--- Supplied text Enclosed Below ---

Boston pitcher Jon Lester acknowledges the crowd at Fenway Park as he leaves during the eighth inning of Game 1 of the 2013 World Series against the St. Louis Cardinals. Lester finishes his career with a 200-117 record and a 3.66 ERA in 452 career games. AP Photo/David J. Phillip

Three-time World Series champion Jon Lester announced Wednesday that he’s retiring from baseball.

Lester, who won two titles with the Boston Red Sox in 2007 and 2013, and another with the Chicago Cubs in 2016, will go out as one of the greatest postseason pitchers of all-time.

His 154 postseason innings rank eighth-most in baseball history, while his 2.51 ERA ranks fifth among all pitchers with at least 100 postseason innings.

The 38-year-old was 7-6 with a 4.71 ERA in 141-1/3 innings between the Nationals and Cardinals last year before he decided it was time to hang up the cleats.

--- End of Enclosed Supplied text ---

* _Work instructions_:
1 – Set down the portion of the Jon Lester retirement article word for word, starting at "His 154 postseason" and ending at "100 postseason innings.".
2 – Supply the next part of the article on Jon Lester's retirement, picking up after its final sentence.
The listing that follows was drawn from a different source than the passage on Jon Lester.

--- Raw data Enclosed Below ---

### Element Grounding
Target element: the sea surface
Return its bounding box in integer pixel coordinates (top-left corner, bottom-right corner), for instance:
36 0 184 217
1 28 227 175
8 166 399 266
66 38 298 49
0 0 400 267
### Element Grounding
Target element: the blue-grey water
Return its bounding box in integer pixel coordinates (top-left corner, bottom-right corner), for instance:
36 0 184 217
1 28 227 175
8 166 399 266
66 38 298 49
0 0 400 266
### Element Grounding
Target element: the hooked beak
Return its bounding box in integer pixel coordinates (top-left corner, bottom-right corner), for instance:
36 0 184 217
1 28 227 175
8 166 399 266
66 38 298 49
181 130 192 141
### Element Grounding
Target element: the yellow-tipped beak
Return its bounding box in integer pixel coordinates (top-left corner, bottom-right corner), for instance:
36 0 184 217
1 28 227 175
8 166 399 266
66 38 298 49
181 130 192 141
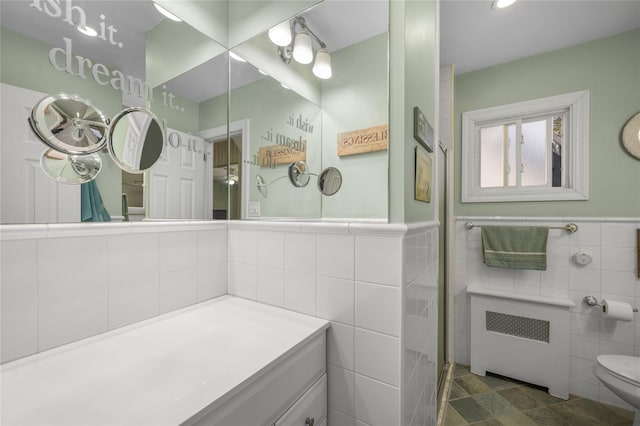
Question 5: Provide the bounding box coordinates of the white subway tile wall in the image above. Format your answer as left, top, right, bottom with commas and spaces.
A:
229, 222, 438, 426
0, 222, 440, 426
453, 217, 640, 408
0, 223, 227, 362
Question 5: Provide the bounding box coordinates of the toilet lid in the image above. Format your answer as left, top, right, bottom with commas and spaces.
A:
597, 355, 640, 385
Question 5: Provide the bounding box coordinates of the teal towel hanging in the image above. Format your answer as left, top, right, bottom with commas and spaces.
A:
80, 180, 111, 222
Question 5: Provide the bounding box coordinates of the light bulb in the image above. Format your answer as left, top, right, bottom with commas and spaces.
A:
491, 0, 516, 10
153, 2, 182, 22
293, 30, 313, 64
313, 47, 331, 80
269, 21, 291, 47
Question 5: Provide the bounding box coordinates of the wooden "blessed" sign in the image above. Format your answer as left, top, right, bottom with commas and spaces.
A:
338, 124, 389, 157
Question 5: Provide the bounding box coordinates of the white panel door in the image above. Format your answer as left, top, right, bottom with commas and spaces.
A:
0, 84, 80, 223
148, 129, 206, 219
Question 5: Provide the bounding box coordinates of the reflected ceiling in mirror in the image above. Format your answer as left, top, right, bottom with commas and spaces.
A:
0, 0, 228, 223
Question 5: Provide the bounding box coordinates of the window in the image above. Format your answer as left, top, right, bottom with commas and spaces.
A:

--- End of Enclosed Raw data ---

* _Answers_:
1 –
His 154 postseason innings rank eighth-most in baseball history, while his 2.51 ERA ranks fifth among all pitchers with at least 100 postseason innings.

2 –
“It’s kind of run its course,” Lester told ESPN while announcing his retirement. “It’s getting harder for me physically. The little things that come up throughout the year turned into bigger things that hinder your performance. I’d like to think I’m a halfway decent self-evaluator. I don’t want someone else telling me I can’t do this anymore. I want to be able to hand my jersey over and say, ‘thank you, it’s been fun.’ That’s probably the biggest deciding factor.”

Lester, who started 26 games for the 2005 Portland Sea Dogs and one in 2007, began his impressive career in Boston in 2006, though it was quickly paused due to a battle with cancer. He was diagnosed with anaplastic large cell lymphoma and missed time due to chemotherapy treatments, but made a heroic return in ’07, when he pitched in three playoff games, including a five-inning scoreless performance in Game 4 of the World Series.


The 6-foot-4 lefty quickly became a fixture in the Red Sox rotation, where he spent the better part of seven seasons as the team’s ace.

Lester peaked in 2013, when he posted one of the most dazzling playoff runs in history. He averaged seven innings a start while putting up a 1.56 ERA and going 4-1 in five starts to lead the ’13 Sox to another title.

Overall, he went 110-63 with a 3.64 ERA in Boston before he was traded in the 2014 dump-off as the Sox unloaded much of their roster in the midst of a disappointing year.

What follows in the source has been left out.